Work instructions -
1) According to the passage on medical malpractice claims, why must a plaintiff show damages even when the medical provider was negligent?
2) Update the passage on medical malpractice claims by rewriting it from "The defendant is" to "speaks for itself).", with "health care provider" changed to "clinician" wherever it occurs.

Extract provided -
The defendant is the health care provider. Although a ‘health care provider’ usually refers to a physician, the term includes any medical care provider, including dentists, nurses, and therapists.
Elements of the case
A plaintiff has the burden of proof to prove all the elements by a preponderance of evidence and must establish the following elements of the tort of negligence for a successful medical malpractice claim:
- A duty was owed: a legal duty exists whenever a hospital or health care provider undertakes care or treatment of a patient.
- A duty was breached: the provider failed to conform to the relevant standard of care. The standard of care is proved by expert testimony or by obvious errors (the doctrine of res ipsa loquitur or the thing speaks for itself).
- The breach caused an injury: The breach of duty was a proximate cause of the injury.
- Damages: Without damages (losses which may be pecuniary or emotional), there is no basis for a claim, regardless of whether the medical provider was negligent. Likewise, damages can occur without negligence, for example, when someone dies from a fatal disease.
There is only a limited time during which a medical malpractice lawsuit can be filed.
Like all other tort cases, the plaintiff or their lawyer files a lawsuit in a court. Between the filing of suit and the trial, the parties are required to share information through discovery. Such information includes interrogatories, requests for documents and depositions. If both parties agree, the case may be settled pre-trial on negotiated terms. If the parties cannot agree, the case will proceed to trial. At trial, both parties will usually present experts to testify as to the standard of care required, and other technical issues. The judge or jury must then weigh all the evidence and determine which side is the most credible and render a verdict.

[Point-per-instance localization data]
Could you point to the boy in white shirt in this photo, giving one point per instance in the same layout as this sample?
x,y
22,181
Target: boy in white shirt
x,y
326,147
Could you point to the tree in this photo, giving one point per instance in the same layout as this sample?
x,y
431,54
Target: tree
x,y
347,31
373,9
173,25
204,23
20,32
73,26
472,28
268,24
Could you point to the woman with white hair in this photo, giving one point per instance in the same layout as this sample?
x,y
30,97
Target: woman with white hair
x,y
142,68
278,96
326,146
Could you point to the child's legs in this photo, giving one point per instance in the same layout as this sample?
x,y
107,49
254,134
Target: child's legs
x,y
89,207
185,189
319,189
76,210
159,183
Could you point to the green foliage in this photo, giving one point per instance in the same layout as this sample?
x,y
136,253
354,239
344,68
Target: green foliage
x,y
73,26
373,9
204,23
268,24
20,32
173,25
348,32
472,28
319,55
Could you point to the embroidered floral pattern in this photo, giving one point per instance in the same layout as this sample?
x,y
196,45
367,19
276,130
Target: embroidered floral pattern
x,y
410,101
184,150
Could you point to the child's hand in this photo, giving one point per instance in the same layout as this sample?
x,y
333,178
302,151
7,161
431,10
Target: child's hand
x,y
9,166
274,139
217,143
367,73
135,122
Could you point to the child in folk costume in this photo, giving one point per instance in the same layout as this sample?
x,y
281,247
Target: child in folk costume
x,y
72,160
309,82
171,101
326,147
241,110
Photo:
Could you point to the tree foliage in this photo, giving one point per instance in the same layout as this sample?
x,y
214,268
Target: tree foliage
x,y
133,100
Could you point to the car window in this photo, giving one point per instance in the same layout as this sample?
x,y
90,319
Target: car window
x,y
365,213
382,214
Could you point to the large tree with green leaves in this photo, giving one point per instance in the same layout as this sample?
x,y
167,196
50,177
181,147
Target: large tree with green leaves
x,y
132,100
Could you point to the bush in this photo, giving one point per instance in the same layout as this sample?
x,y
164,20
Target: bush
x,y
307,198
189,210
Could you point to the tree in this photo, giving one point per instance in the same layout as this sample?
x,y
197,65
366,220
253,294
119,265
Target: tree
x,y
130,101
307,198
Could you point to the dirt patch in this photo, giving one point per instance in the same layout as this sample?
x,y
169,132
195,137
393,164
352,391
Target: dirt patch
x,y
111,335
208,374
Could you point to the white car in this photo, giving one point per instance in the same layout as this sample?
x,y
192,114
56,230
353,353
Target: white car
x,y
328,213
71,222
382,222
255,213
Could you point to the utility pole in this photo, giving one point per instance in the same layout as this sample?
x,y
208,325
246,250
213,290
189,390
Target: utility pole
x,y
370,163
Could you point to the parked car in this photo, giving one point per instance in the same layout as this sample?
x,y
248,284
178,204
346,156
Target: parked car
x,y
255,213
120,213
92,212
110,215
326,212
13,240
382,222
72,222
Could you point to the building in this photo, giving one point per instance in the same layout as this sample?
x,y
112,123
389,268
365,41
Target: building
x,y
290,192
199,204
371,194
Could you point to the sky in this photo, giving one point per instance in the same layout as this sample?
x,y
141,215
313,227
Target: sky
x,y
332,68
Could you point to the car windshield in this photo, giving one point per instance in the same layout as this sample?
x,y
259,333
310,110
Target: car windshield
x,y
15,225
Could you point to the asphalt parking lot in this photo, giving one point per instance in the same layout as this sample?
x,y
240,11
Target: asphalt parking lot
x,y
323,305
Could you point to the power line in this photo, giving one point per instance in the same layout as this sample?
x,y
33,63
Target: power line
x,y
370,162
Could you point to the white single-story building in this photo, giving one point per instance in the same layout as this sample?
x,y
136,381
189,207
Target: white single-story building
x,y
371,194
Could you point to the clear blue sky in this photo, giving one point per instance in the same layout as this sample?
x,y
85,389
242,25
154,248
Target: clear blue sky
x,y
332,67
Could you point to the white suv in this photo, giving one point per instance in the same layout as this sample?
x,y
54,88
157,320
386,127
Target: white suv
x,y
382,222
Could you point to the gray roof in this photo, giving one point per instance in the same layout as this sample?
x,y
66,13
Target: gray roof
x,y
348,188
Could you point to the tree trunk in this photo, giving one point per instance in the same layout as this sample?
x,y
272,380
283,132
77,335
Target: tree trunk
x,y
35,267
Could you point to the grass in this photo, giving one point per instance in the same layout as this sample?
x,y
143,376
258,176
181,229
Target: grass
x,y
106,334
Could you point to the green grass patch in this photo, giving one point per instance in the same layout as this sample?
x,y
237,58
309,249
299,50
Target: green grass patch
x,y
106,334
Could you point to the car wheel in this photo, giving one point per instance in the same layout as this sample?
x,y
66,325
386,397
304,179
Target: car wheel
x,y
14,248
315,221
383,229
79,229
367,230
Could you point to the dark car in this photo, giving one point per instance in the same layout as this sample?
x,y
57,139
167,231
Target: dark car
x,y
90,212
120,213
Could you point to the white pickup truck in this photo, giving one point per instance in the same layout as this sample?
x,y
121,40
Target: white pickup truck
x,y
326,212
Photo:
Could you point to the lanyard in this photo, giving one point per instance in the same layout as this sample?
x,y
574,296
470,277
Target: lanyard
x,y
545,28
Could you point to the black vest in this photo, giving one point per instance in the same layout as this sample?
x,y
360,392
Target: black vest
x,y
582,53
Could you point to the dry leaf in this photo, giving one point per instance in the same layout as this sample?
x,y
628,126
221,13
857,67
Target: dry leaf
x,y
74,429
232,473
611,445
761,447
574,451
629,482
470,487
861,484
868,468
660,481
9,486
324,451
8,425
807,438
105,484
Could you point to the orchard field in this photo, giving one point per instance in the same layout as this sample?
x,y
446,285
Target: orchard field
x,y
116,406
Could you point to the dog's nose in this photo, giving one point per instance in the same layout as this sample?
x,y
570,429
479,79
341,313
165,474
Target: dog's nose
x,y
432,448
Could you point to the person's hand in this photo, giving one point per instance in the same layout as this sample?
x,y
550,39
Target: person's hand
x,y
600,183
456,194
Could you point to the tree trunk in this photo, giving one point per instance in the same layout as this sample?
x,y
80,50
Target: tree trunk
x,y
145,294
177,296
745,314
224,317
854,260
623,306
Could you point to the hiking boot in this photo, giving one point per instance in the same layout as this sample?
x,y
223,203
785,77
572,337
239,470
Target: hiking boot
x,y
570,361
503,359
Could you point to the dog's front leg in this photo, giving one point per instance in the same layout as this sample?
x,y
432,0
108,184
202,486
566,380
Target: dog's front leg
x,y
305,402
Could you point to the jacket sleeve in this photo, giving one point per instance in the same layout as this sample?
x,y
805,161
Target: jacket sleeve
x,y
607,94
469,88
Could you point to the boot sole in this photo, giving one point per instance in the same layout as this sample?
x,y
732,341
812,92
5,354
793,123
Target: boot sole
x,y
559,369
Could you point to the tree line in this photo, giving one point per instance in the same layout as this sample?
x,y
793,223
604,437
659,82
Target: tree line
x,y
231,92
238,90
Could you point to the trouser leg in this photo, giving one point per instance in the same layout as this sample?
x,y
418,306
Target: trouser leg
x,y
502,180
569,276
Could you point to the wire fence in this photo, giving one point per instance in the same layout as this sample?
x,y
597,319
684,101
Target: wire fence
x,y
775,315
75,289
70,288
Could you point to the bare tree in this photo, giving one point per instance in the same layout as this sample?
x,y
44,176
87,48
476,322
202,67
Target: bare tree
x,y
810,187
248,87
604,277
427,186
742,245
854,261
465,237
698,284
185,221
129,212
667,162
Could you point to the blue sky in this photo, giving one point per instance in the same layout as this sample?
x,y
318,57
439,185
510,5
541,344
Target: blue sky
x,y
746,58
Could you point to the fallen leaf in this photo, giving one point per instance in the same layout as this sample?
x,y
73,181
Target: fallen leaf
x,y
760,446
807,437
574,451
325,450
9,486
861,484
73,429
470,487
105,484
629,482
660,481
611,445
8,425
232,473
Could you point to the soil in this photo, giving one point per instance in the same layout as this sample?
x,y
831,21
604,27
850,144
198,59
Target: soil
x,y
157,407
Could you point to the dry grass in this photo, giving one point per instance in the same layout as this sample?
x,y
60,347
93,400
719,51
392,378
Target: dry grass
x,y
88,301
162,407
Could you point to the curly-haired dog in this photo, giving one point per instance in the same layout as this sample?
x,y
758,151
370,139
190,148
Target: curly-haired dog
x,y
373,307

Your written answers -
1) Without damages, meaning losses that may be financial or emotional, there is no basis for a claim. This holds regardless of whether the medical provider was negligent.

2)
The defendant is the clinician. Although a ‘clinician’ usually refers to a physician, the term includes any medical care provider, including dentists, nurses, and therapists.
Elements of the case
A plaintiff has the burden of proof to prove all the elements by a preponderance of evidence and must establish the following elements of the tort of negligence for a successful medical malpractice claim:
- A duty was owed: a legal duty exists whenever a hospital or clinician undertakes care or treatment of a patient.
- A duty was breached: the provider failed to conform to the relevant standard of care. The standard of care is proved by expert testimony or by obvious errors (the doctrine of res ipsa loquitur or the thing speaks for itself).